Reproduce all of the records below word for word, keeping every line in its original order.
BEGIN EXTRACTED ENTRIES
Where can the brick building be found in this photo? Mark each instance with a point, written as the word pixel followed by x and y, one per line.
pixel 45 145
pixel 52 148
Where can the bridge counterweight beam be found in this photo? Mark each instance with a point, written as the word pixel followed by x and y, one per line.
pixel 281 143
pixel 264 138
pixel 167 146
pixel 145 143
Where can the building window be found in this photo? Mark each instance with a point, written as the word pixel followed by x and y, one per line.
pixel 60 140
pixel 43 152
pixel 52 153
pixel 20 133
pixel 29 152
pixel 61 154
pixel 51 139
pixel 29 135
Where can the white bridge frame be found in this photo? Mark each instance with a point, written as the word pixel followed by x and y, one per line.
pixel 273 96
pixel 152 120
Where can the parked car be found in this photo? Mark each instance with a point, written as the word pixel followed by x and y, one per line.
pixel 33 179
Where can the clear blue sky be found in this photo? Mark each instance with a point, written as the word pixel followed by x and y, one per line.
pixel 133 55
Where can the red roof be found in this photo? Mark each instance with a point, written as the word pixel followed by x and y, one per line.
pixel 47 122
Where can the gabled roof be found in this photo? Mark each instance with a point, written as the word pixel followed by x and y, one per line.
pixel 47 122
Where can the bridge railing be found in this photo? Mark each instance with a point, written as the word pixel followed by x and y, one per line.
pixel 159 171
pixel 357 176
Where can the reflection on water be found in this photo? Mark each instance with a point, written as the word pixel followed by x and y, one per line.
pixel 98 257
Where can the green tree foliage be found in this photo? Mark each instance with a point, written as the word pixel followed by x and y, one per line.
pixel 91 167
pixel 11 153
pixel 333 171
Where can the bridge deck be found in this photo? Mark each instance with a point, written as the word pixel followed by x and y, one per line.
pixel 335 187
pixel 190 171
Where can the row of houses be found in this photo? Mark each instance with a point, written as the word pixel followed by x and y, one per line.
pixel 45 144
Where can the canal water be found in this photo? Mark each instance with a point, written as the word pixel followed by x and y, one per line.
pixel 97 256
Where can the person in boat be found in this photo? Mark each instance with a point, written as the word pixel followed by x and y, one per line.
END EXTRACTED ENTRIES
> [RESULT OF THIS EXERCISE]
Where can the brick building be found in this photo? Mark each instance with a point, written as the word pixel followed by x and y, one per line.
pixel 45 145
pixel 52 148
Where can the bridge counterweight beam be found in this photo? Mark each instance with a point, written as the word pixel followed by x and y, one per line.
pixel 281 143
pixel 264 138
pixel 167 146
pixel 145 143
Where can the building window be found in this photo? Mark each instance with a point, written as the word pixel followed by x and y, one per line.
pixel 60 140
pixel 43 152
pixel 52 153
pixel 20 133
pixel 29 152
pixel 61 154
pixel 51 139
pixel 29 135
Where can the white bridge frame be found in this photo? Mark each instance with a point, written as the word pixel followed by x and y, one per line.
pixel 273 96
pixel 152 120
Where can the parked car be found in this photo? Mark each instance with a point, written as the word pixel followed by x and y, one per line.
pixel 33 179
Where can the clear blue sky be found in this photo? Mark each instance with a point, written as the word pixel followed by x and y, one per line.
pixel 133 55
Where can the red roof be found in this photo? Mark each instance with a point, written as the word pixel followed by x and y, one per line.
pixel 47 122
Where can the gabled roof be found in this photo? Mark each instance with a point, written as the word pixel followed by x and y, one per line.
pixel 47 122
Where can the bridge railing be found in this photo? Mark each instance with a point, written as the word pixel followed by x and y, one per line.
pixel 159 171
pixel 357 176
Where can the reflection on water be found in this photo? Mark each instance with a point, written as the word pixel followed by x and y, one per line.
pixel 98 257
Where can the green tree foliage be found in this photo? Mark each instance with a point, written as the word pixel followed by x and y, one per line.
pixel 91 167
pixel 11 153
pixel 333 171
Where can the bridge deck be found in this photo? Mark each instance with a point, written as the word pixel followed by x and y, one per line.
pixel 335 187
pixel 190 171
Where can the row of houses be found in this photo? Mark each instance with a point, written as the word pixel followed by x and y, one per line.
pixel 45 144
Where can the canal water be found in this photo? Mark each instance with a point, written as the word pixel followed by x and y, one per line.
pixel 97 256
Where can the person in boat be found in this photo? Mark each instance with a point, written as the word pixel followed by x and y, one per line.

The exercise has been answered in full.